▸ **What is required**
The output consists only of the lines from the one with "Spot the white teeth" through the end of the records, each printed exactly, and contains no pictures.
** Opening Source data block **
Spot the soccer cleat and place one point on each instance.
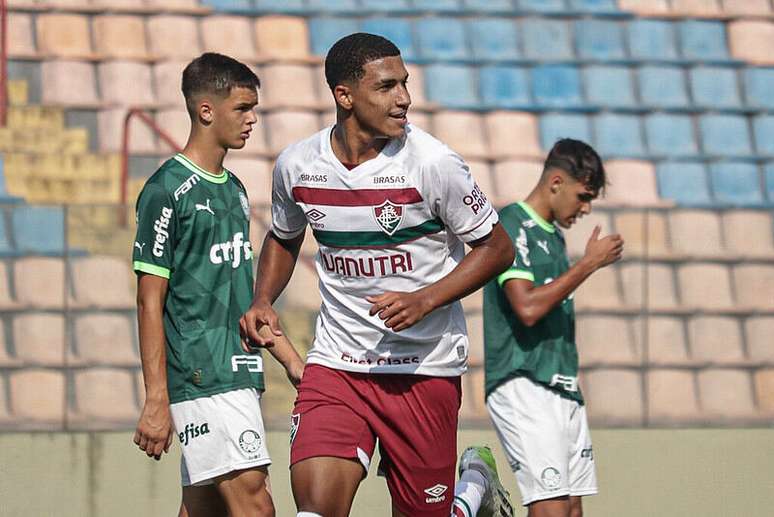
(496, 502)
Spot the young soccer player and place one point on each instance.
(391, 209)
(194, 264)
(529, 331)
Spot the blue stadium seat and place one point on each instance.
(703, 41)
(725, 135)
(609, 86)
(618, 135)
(397, 30)
(599, 40)
(663, 87)
(763, 129)
(554, 126)
(684, 182)
(757, 87)
(453, 86)
(504, 87)
(556, 86)
(652, 40)
(715, 87)
(546, 39)
(493, 39)
(441, 39)
(736, 183)
(38, 229)
(670, 135)
(324, 32)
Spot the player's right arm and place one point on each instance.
(531, 303)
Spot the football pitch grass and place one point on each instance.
(655, 472)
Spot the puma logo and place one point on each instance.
(206, 207)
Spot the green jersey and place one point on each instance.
(193, 228)
(546, 351)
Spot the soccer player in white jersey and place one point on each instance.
(194, 264)
(391, 209)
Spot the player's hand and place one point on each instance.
(399, 310)
(603, 252)
(154, 429)
(259, 314)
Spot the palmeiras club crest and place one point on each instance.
(388, 216)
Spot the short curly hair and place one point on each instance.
(345, 59)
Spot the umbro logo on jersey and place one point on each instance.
(206, 207)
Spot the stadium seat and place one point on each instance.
(230, 35)
(512, 134)
(554, 126)
(663, 87)
(102, 281)
(609, 87)
(661, 292)
(715, 88)
(687, 241)
(69, 83)
(37, 397)
(105, 339)
(599, 40)
(327, 31)
(703, 41)
(174, 36)
(493, 39)
(671, 136)
(463, 131)
(705, 286)
(596, 349)
(618, 135)
(397, 30)
(684, 182)
(613, 396)
(286, 127)
(631, 182)
(754, 286)
(749, 40)
(739, 225)
(546, 39)
(672, 397)
(38, 230)
(120, 36)
(452, 86)
(126, 83)
(64, 35)
(40, 338)
(726, 395)
(105, 398)
(736, 183)
(556, 86)
(504, 87)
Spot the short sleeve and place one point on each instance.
(458, 201)
(287, 218)
(153, 250)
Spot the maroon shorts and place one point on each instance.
(414, 417)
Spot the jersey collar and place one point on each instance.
(535, 217)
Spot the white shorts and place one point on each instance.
(546, 439)
(220, 434)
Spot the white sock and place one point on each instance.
(469, 492)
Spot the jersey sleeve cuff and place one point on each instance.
(151, 269)
(515, 273)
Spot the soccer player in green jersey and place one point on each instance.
(193, 258)
(529, 331)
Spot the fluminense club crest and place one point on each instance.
(388, 216)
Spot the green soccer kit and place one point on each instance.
(193, 228)
(545, 352)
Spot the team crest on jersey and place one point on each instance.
(388, 216)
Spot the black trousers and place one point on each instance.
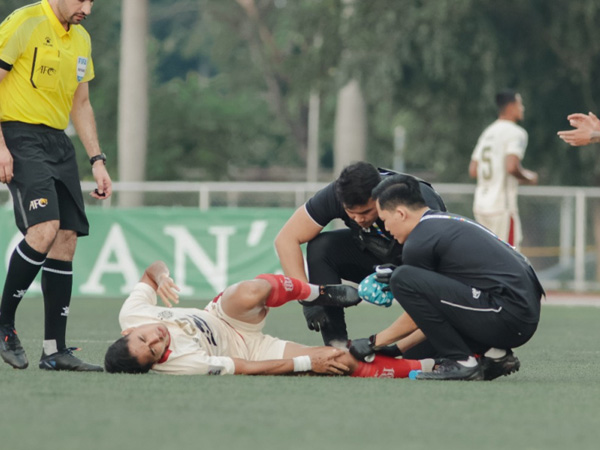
(457, 320)
(331, 257)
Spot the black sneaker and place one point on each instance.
(340, 295)
(65, 360)
(494, 368)
(449, 369)
(11, 350)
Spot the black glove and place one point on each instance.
(363, 349)
(383, 273)
(316, 317)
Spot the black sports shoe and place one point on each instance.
(340, 295)
(494, 368)
(11, 349)
(448, 369)
(65, 360)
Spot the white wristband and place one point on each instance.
(302, 363)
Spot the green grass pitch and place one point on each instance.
(552, 403)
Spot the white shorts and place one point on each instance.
(506, 225)
(246, 340)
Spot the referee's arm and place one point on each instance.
(6, 162)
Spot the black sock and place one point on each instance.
(57, 283)
(25, 263)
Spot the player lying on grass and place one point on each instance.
(226, 337)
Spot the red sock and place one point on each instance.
(285, 289)
(386, 367)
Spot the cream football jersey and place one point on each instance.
(199, 340)
(496, 189)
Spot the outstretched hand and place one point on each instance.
(587, 130)
(323, 360)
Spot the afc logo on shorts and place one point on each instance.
(38, 203)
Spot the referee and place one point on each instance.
(472, 295)
(45, 67)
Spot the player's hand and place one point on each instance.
(384, 272)
(168, 291)
(6, 165)
(323, 360)
(103, 181)
(363, 349)
(316, 317)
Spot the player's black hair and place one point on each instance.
(355, 183)
(399, 190)
(118, 359)
(505, 97)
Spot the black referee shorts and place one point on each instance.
(46, 182)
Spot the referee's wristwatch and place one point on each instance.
(100, 157)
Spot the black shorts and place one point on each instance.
(46, 182)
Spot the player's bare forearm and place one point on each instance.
(323, 360)
(84, 121)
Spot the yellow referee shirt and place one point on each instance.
(46, 63)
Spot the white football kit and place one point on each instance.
(495, 204)
(203, 342)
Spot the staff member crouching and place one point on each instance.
(226, 337)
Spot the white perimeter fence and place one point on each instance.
(560, 224)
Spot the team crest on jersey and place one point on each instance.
(38, 203)
(81, 68)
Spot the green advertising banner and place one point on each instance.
(205, 250)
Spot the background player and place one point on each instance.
(496, 163)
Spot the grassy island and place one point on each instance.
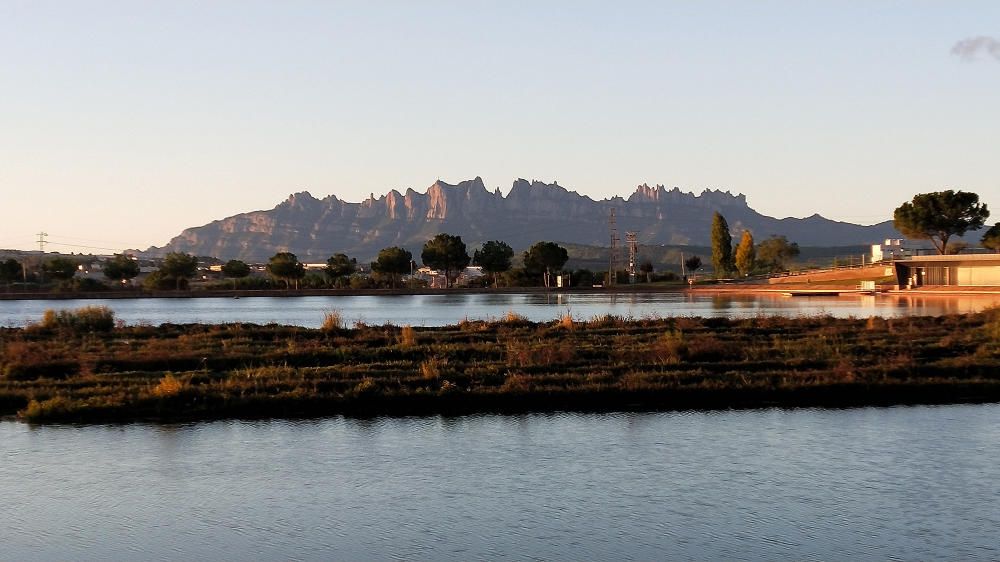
(78, 366)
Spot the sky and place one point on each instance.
(124, 122)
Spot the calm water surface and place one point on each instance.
(443, 309)
(911, 483)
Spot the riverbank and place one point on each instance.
(243, 293)
(86, 373)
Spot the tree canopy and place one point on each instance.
(745, 256)
(494, 257)
(121, 268)
(692, 263)
(60, 268)
(179, 266)
(991, 239)
(446, 252)
(544, 257)
(393, 262)
(287, 267)
(236, 269)
(10, 270)
(775, 252)
(340, 267)
(940, 215)
(722, 246)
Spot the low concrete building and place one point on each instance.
(957, 270)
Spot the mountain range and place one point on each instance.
(314, 229)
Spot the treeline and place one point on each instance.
(445, 256)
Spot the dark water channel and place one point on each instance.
(442, 309)
(911, 483)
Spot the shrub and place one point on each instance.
(333, 321)
(407, 337)
(168, 386)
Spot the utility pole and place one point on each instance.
(633, 253)
(613, 262)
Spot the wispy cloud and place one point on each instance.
(970, 49)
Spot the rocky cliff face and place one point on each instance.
(532, 211)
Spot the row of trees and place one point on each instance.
(745, 258)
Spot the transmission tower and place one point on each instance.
(613, 262)
(633, 254)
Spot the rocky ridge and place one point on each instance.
(531, 211)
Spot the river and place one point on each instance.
(443, 309)
(912, 483)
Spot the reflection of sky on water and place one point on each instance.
(451, 308)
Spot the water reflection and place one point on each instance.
(872, 484)
(451, 308)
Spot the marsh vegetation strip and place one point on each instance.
(76, 367)
(902, 483)
(444, 309)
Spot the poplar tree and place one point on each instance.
(722, 246)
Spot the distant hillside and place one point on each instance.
(314, 228)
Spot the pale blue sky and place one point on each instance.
(125, 122)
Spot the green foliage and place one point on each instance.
(236, 269)
(745, 254)
(393, 263)
(991, 239)
(178, 267)
(60, 268)
(494, 257)
(940, 215)
(121, 268)
(692, 264)
(10, 270)
(287, 267)
(544, 258)
(447, 253)
(722, 246)
(775, 252)
(339, 267)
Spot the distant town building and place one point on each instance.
(891, 249)
(959, 270)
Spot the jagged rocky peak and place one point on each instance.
(300, 200)
(723, 198)
(646, 193)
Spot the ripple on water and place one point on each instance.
(873, 483)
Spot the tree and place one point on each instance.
(340, 267)
(446, 252)
(722, 246)
(494, 257)
(10, 271)
(991, 239)
(179, 267)
(940, 215)
(745, 255)
(121, 268)
(647, 268)
(692, 263)
(235, 269)
(393, 262)
(544, 257)
(287, 267)
(774, 252)
(62, 269)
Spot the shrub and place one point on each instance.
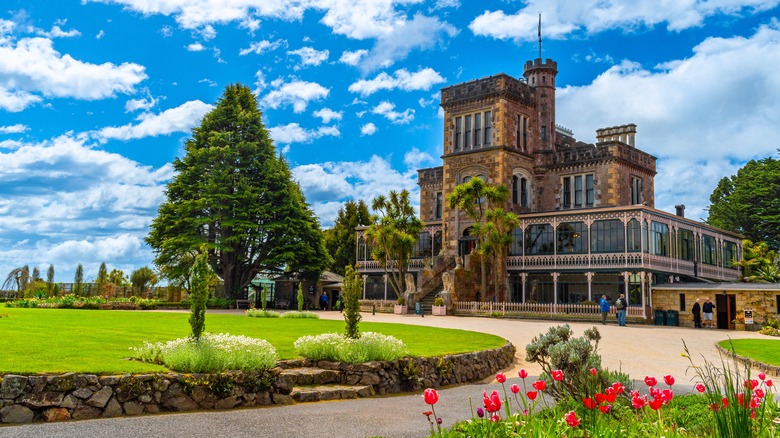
(337, 347)
(211, 353)
(301, 314)
(260, 313)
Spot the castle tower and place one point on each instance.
(541, 76)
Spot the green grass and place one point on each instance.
(39, 341)
(762, 350)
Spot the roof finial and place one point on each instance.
(540, 35)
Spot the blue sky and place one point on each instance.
(98, 96)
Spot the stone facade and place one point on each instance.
(730, 299)
(71, 396)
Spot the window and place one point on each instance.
(659, 238)
(607, 236)
(572, 238)
(634, 235)
(708, 250)
(539, 239)
(468, 132)
(577, 195)
(477, 131)
(729, 254)
(636, 190)
(457, 142)
(685, 244)
(488, 128)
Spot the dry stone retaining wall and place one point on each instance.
(73, 396)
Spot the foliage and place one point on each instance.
(558, 349)
(210, 353)
(337, 347)
(745, 202)
(199, 294)
(742, 405)
(340, 240)
(78, 280)
(353, 286)
(262, 313)
(475, 197)
(304, 314)
(234, 194)
(392, 235)
(300, 297)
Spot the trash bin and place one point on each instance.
(672, 318)
(660, 317)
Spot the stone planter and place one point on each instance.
(399, 309)
(439, 310)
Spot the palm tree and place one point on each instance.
(475, 197)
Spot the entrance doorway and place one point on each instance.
(726, 309)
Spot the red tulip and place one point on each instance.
(492, 402)
(431, 396)
(571, 419)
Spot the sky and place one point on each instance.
(97, 98)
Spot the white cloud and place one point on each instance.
(293, 133)
(180, 119)
(352, 58)
(310, 56)
(260, 47)
(33, 67)
(561, 17)
(296, 93)
(422, 79)
(327, 114)
(387, 110)
(14, 129)
(368, 129)
(686, 106)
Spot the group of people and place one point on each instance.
(704, 310)
(620, 304)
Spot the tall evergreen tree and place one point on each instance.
(78, 280)
(233, 193)
(747, 202)
(340, 240)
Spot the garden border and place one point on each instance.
(769, 369)
(71, 396)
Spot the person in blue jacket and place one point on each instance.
(604, 305)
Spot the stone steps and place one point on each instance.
(317, 393)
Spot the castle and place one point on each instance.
(588, 222)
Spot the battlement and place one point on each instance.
(623, 134)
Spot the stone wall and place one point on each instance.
(73, 396)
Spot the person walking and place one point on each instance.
(696, 311)
(706, 310)
(604, 306)
(621, 304)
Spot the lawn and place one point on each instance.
(38, 341)
(762, 350)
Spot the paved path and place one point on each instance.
(637, 350)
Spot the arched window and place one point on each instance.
(634, 235)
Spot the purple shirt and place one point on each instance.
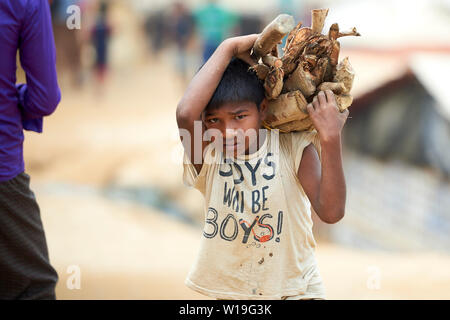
(25, 25)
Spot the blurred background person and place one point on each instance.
(182, 29)
(69, 55)
(101, 33)
(214, 24)
(25, 270)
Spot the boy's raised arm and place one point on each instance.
(324, 182)
(202, 87)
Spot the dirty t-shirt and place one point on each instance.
(257, 240)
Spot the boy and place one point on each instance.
(258, 185)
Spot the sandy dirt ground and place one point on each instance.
(125, 135)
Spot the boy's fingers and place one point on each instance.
(322, 98)
(310, 108)
(330, 96)
(315, 103)
(345, 113)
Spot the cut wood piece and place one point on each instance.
(309, 61)
(301, 80)
(272, 34)
(352, 32)
(320, 70)
(318, 19)
(296, 125)
(336, 87)
(275, 52)
(289, 64)
(273, 83)
(294, 49)
(272, 61)
(287, 107)
(261, 70)
(298, 38)
(345, 74)
(344, 101)
(291, 36)
(335, 47)
(333, 33)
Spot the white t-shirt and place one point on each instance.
(257, 238)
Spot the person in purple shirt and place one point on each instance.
(25, 25)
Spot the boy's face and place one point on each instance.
(239, 124)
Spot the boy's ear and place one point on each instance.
(263, 108)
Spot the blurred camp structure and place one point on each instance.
(107, 170)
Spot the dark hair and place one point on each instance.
(238, 84)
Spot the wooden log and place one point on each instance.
(336, 87)
(261, 70)
(344, 101)
(321, 70)
(352, 32)
(301, 80)
(333, 53)
(287, 107)
(272, 61)
(272, 34)
(345, 74)
(333, 33)
(296, 125)
(318, 19)
(291, 36)
(273, 84)
(294, 49)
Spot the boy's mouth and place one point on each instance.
(231, 145)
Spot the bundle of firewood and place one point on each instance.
(309, 64)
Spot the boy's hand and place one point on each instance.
(326, 117)
(241, 47)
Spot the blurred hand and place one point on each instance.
(326, 117)
(241, 47)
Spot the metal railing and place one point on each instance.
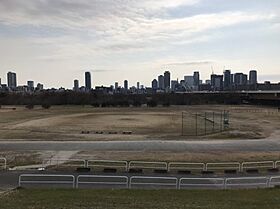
(153, 182)
(202, 183)
(3, 163)
(186, 166)
(147, 165)
(134, 182)
(256, 165)
(107, 164)
(96, 181)
(44, 179)
(223, 166)
(247, 182)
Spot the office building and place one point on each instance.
(253, 77)
(154, 84)
(88, 81)
(227, 80)
(126, 85)
(30, 85)
(217, 82)
(12, 80)
(76, 85)
(161, 82)
(166, 80)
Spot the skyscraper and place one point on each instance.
(227, 80)
(76, 85)
(253, 77)
(12, 80)
(154, 84)
(88, 81)
(161, 82)
(166, 80)
(126, 85)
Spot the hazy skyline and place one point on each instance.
(55, 42)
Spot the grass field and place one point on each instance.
(140, 199)
(69, 122)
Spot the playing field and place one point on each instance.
(88, 123)
(140, 199)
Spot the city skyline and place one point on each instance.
(116, 40)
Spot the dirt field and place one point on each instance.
(88, 123)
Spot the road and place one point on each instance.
(177, 146)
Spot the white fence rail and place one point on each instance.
(64, 163)
(97, 181)
(247, 182)
(147, 165)
(108, 164)
(3, 163)
(177, 166)
(192, 183)
(46, 179)
(257, 165)
(146, 182)
(153, 182)
(223, 166)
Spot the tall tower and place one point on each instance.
(166, 80)
(12, 80)
(88, 81)
(253, 77)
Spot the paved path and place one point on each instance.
(216, 145)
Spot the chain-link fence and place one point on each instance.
(201, 124)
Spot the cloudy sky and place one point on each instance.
(56, 41)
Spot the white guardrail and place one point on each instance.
(146, 182)
(96, 181)
(147, 165)
(107, 164)
(153, 182)
(186, 166)
(256, 165)
(46, 179)
(3, 163)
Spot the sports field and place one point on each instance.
(88, 123)
(140, 199)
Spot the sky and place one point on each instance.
(56, 41)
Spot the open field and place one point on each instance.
(140, 199)
(82, 123)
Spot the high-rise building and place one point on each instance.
(88, 81)
(76, 85)
(227, 80)
(196, 78)
(30, 85)
(154, 84)
(253, 77)
(12, 80)
(161, 82)
(217, 82)
(126, 84)
(166, 80)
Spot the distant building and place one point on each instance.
(161, 82)
(39, 87)
(166, 80)
(76, 85)
(227, 80)
(253, 77)
(30, 85)
(174, 84)
(12, 80)
(88, 81)
(196, 79)
(126, 84)
(154, 84)
(217, 82)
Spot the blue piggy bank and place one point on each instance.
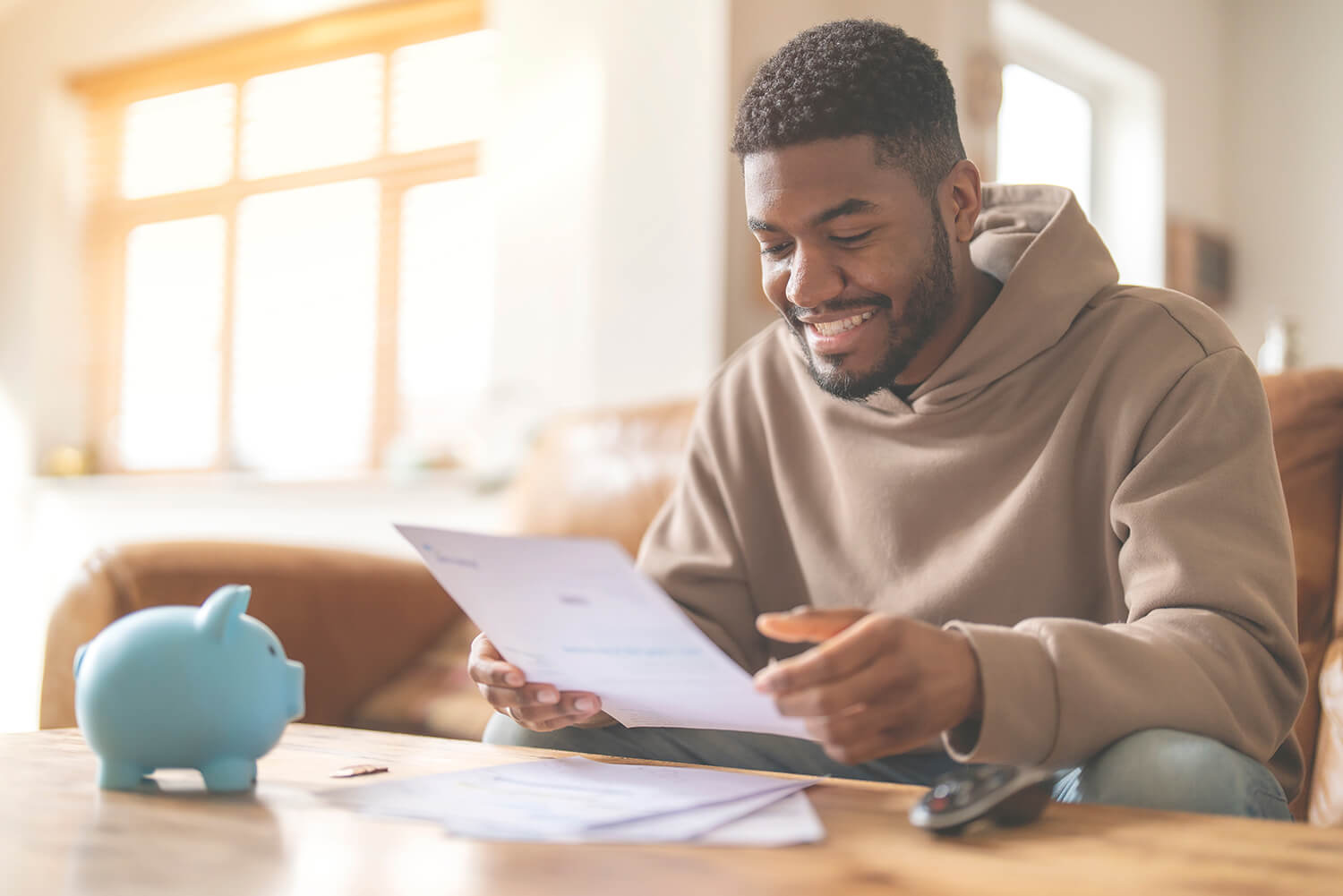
(201, 688)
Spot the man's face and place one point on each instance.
(853, 257)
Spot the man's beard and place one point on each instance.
(926, 311)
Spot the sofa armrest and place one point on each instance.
(354, 619)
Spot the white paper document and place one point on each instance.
(577, 799)
(575, 613)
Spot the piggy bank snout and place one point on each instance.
(295, 689)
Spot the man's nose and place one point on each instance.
(811, 278)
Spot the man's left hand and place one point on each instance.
(876, 684)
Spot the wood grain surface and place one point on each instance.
(61, 834)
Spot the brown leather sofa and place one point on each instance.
(386, 648)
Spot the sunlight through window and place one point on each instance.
(442, 91)
(446, 320)
(312, 117)
(1044, 134)
(305, 329)
(182, 141)
(169, 381)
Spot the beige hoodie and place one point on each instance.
(1085, 488)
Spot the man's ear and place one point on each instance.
(961, 201)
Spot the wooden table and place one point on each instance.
(61, 834)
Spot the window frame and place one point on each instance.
(110, 217)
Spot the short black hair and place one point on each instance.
(849, 78)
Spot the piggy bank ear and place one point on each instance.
(217, 616)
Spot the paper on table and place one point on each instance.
(574, 799)
(776, 818)
(575, 613)
(783, 823)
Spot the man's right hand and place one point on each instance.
(539, 707)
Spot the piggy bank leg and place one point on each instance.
(120, 775)
(230, 774)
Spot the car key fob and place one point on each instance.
(1007, 794)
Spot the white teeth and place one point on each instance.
(838, 327)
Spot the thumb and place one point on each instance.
(806, 624)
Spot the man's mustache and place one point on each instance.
(794, 314)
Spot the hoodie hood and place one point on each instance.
(1037, 242)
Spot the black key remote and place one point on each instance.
(1006, 794)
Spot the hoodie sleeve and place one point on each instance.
(692, 547)
(1209, 645)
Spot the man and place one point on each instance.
(1028, 515)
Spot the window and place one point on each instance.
(1080, 115)
(1044, 133)
(289, 244)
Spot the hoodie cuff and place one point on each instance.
(1021, 700)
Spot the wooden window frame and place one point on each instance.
(110, 217)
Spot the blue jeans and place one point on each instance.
(1155, 769)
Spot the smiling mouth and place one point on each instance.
(834, 328)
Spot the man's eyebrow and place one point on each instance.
(846, 207)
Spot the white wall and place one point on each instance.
(609, 160)
(1283, 179)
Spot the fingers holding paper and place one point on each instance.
(876, 684)
(535, 705)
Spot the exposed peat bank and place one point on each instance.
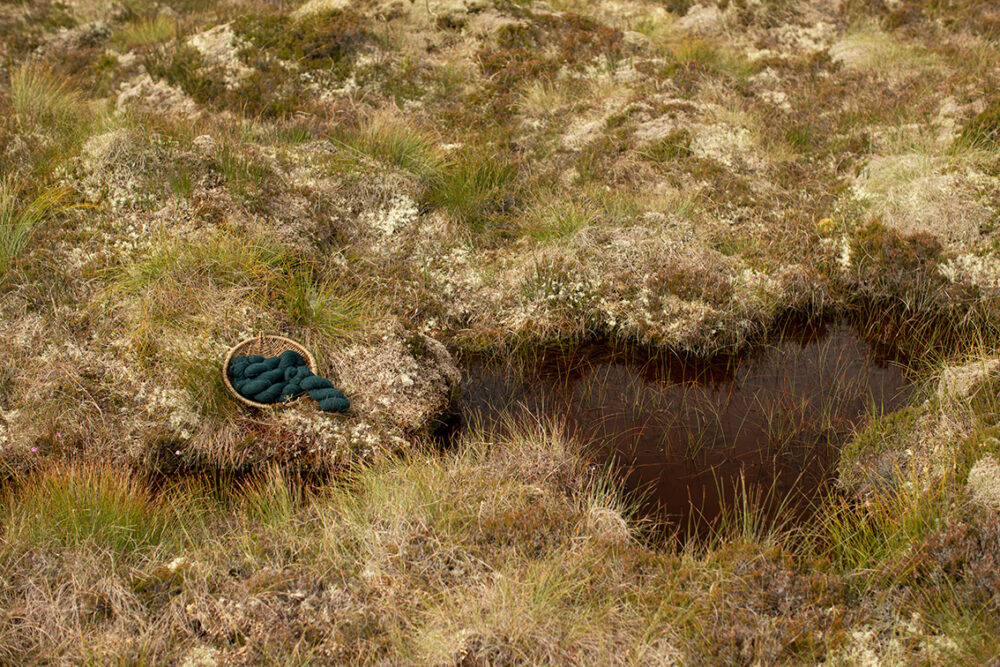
(694, 440)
** Closing Source data block **
▸ **Solution for this exercise**
Spot the white teeth and place one point on each instance.
(838, 327)
Spot the thumb and place one point on each instance.
(806, 624)
Spot the man's mustache and place one point on each instance.
(794, 314)
Spot the hoodie hood and place one point on each instance.
(1037, 242)
Spot the black key remote and place one point on each instance.
(1006, 794)
Spot the hoodie sleeve and place one point on each instance.
(692, 547)
(1209, 645)
Spot the man and place one point on each instance.
(1028, 515)
Spot the window and place one point on each instance.
(1080, 115)
(1044, 133)
(289, 244)
Spot the hoodie cuff and place one point on each instance.
(1021, 700)
Spot the wooden window frame and place one point on each instance.
(110, 217)
Spot the blue jeans and place one point on each instance.
(1155, 769)
Spot the smiling mouth and place one point on each instance.
(834, 328)
Spot the man's eyebrow and place one point on each instance.
(846, 207)
Spot the white wall and place one point on each instance.
(609, 160)
(1283, 179)
Spot the fingers holding paper and place one point on each instance.
(876, 684)
(535, 705)
Spot the exposed peat bank and place one point on each instance.
(694, 440)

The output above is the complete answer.